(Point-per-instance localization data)

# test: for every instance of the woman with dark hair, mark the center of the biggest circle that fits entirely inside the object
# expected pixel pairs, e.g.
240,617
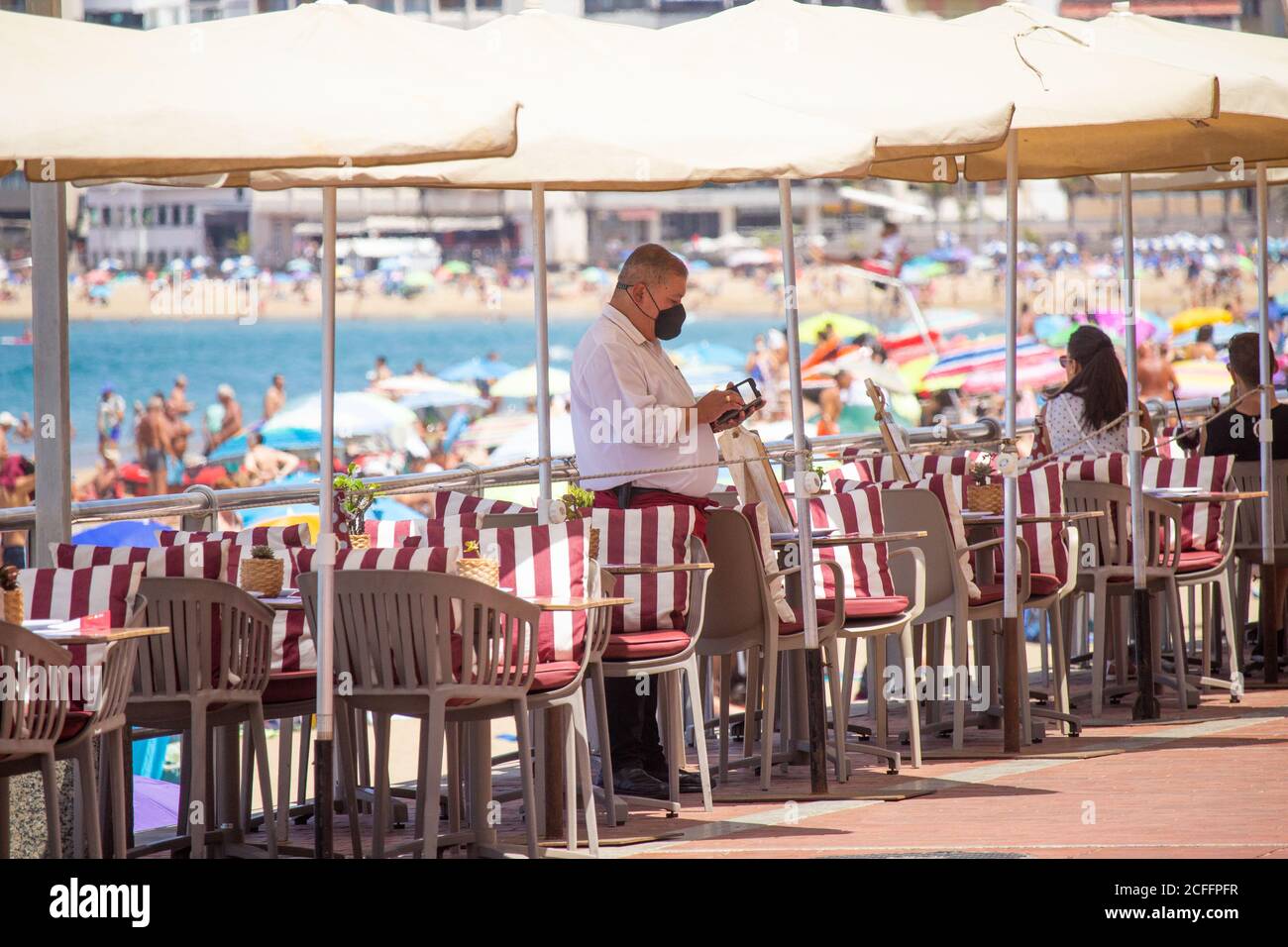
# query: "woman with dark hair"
1094,397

▶ **PROBLEM REQUIREMENTS**:
An exact copy of every record above is needed, with all pictures left out.

▶ **FINAL ANSWER**:
# test: for every instance of the woman with dark hair, mark the center of the biggest circle that fits entirely inside the object
# expected pixel pairs, e.g.
240,617
# query: "woman with dark hair"
1094,397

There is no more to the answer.